Request:
Copy everything from "<Response [200]>" down to "cards = soup.find_all('div', 'job_seen_beacon')" in the Indeed scraping notebook below.

Passage provided:

____________________

In [49]:
import csv
from datetime import datetime
import requests
from bs4 import BeautifulSoup

In [50]:
template = "https://www.indeed.com/jobs?q={}&l={}"

In [51]:
def get_url(position, location):
    template = "https://www.indeed.com/jobs?q={}&l={}"
    url = template.format(position, location)
    return url

In [52]:
url = get_url('senior accountant', 'charlotte nc')

In [53]:
url

'https://www.indeed.com/jobs?q=senior accountant&l=charlotte nc'

## Extract raw html

In [54]:
response = requests.get(url)

In [55]:
response

<Response [200]>

In [56]:
response.reason

''

In [57]:
soup = BeautifulSoup(response.text, 'html.parser')

In [58]:
cards = soup.find_all('div', 'job_seen_beacon')

In [59]:
len(cards)

15

## Prototype the model with a single record

In [60]:
card = cards[0]

In [61]:
atag = card.h2.a.span

In [62]:
job_title = atag.get('title')

In [63]:
job_title

'Senior Accountant'

In [64]:
 link = card.h2.a

In [65]:
job_url = 'https://www.indeed.com' + link.get('href')

In [66]:
company=card.find('span', 'companyName').text.strip()

In [67]:
company

'Next Glass, Inc.'

In [70]:
job_location = card.find('div', 'companyLocation').text

In [71]:
job_location

'Remote in Charlotte, NC 28208'

In [78]:
job_summary = card.find('div', 'job-snippet').text.strip().replace('\n',' ')

In [79]:
job_summary

'Prepare and/or review workpapers and schedules to ensure audit readiness. With recent Private Equity investment and five successful acquisitions, Next Glass is…'

In [84]:
post_date = card.find('span', 'date').text[6:]

In [124]:
today = datetime.today().strftime('%Y-%m-%d')

In [125]:
today

'2022-06-25'

In [91]:
try:
    job_salary = card.find('span', 'estimated-salary').text[10:]
except AttributeError:
    job_salary = ''

In [93]:
job_salary

'$78.7K - $99.7K a year'

## Generalize the model with a function

In [96]:
def get_record(card):
    """Extract job data from a single record"""
    atag = card.h2.a.span
    job_title = atag.get('title')
    job_url = 'https://www.indeed.com' + link.get('href')
    company=card.find('span', 'companyName').text.strip()
    job_location = card.find('div', 'companyLocation').text
    job_summary = card.find('div', 'job-snippet').text.strip().replace('\n',' ')
    post_date = card.find('span', 'date').text[6:]
    today = datetime.today().strftime('%Y-%m-%d')
    try:
        job_salary = card.find('span', 'estimated-salary').text[10:]
    except AttributeError:
        job_salary = ''
    record = (job_title, company, job_location, post_date, today, job_summary, job_salary, job_url)
    return record  

In [102]:
records = []
for card in cards:
    record = get_record(card)
    records.append(record)

In [103]:
records[0]

('Senior Accountant',
 'Next Glass, Inc.',
 'Remote in Charlotte, NC 28208',
 '18 days ago',
 '2022-06-25',
 'Prepare and/or review workpapers and schedules to ensure audit readiness. With recent Private Equity investment and five successful acquisitions, Next Glass is…',
 '$78.7K - $99.7K a year',
 'https://www.indeed.com/rc/clk?jk=566afbc2856bde69&fccid=300be14ffee74507&vjs=3')

____________________

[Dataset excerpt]
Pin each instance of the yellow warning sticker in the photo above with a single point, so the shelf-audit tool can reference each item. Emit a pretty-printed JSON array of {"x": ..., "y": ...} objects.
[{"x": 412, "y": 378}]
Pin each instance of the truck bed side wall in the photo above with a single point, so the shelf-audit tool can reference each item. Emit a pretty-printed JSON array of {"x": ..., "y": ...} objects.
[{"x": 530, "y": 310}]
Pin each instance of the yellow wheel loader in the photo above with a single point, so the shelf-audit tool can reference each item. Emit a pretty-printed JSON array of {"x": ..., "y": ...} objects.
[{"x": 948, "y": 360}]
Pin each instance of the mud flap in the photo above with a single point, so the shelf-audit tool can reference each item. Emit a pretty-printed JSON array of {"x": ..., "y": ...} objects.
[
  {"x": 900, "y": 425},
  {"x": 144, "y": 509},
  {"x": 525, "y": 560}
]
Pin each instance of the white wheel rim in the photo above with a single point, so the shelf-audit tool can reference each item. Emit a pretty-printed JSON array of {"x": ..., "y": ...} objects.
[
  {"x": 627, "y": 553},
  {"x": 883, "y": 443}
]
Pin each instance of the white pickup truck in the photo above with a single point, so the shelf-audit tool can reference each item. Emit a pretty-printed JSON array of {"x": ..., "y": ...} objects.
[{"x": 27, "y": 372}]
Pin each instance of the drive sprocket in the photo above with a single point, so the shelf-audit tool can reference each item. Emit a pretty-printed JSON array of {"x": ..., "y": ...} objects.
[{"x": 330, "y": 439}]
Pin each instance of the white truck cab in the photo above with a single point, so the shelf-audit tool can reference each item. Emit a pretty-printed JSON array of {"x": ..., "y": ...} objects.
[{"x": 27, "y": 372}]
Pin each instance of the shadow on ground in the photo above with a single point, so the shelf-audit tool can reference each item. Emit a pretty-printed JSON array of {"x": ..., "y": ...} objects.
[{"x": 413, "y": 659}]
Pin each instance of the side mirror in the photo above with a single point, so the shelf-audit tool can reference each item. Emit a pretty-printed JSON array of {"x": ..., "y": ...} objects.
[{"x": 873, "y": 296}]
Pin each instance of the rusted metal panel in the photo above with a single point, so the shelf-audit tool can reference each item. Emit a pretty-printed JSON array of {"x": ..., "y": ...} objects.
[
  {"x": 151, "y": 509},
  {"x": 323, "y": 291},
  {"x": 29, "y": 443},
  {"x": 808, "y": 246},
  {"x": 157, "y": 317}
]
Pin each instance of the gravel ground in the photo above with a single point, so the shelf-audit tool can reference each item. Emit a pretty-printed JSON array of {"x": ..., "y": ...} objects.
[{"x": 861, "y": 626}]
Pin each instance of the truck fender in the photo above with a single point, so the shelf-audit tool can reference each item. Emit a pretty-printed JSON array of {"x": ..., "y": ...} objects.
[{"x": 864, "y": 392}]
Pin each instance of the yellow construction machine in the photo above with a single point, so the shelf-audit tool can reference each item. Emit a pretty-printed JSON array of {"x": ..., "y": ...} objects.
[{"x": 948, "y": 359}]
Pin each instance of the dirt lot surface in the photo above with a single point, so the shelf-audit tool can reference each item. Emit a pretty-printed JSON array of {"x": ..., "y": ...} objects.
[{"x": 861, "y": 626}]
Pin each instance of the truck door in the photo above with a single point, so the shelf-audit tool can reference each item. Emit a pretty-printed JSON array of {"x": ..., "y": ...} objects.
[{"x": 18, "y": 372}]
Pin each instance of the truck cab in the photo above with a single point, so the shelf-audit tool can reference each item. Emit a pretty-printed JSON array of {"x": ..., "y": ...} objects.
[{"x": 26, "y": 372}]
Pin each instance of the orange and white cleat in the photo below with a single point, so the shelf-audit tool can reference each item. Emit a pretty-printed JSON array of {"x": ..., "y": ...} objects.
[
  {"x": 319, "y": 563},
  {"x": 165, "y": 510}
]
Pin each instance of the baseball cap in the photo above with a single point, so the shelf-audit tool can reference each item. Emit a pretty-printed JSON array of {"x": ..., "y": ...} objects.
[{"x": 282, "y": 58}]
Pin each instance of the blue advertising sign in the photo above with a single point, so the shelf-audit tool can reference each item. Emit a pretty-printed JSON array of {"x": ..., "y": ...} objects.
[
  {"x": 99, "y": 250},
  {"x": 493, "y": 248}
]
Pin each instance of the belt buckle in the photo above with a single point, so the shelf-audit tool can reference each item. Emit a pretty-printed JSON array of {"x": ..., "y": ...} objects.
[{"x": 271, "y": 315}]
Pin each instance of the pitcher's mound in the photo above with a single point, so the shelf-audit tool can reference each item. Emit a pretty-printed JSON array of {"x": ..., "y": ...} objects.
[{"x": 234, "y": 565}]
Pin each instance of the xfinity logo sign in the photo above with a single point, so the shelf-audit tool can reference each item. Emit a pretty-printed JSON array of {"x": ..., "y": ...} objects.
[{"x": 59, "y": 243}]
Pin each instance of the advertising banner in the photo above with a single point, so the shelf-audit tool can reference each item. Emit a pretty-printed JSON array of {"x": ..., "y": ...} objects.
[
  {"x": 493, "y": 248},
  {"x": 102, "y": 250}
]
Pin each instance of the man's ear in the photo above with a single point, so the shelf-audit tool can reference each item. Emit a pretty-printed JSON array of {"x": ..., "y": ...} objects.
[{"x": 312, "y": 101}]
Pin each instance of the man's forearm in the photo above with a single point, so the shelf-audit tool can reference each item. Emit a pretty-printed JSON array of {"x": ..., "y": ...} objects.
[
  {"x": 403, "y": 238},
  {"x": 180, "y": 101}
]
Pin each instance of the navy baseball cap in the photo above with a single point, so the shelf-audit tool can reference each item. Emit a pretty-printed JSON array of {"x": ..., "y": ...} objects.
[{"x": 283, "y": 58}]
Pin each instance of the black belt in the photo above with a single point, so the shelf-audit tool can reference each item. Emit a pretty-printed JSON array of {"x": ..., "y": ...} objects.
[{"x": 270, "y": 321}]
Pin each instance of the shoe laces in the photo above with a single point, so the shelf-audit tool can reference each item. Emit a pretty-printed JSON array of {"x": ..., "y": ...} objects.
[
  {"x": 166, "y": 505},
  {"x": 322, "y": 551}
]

____________________

Response below:
<Response [200]>

In [56]:
response.reason

''

In [57]:
soup = BeautifulSoup(response.text, 'html.parser')

In [58]:
cards = soup.find_all('div', 'job_seen_beacon')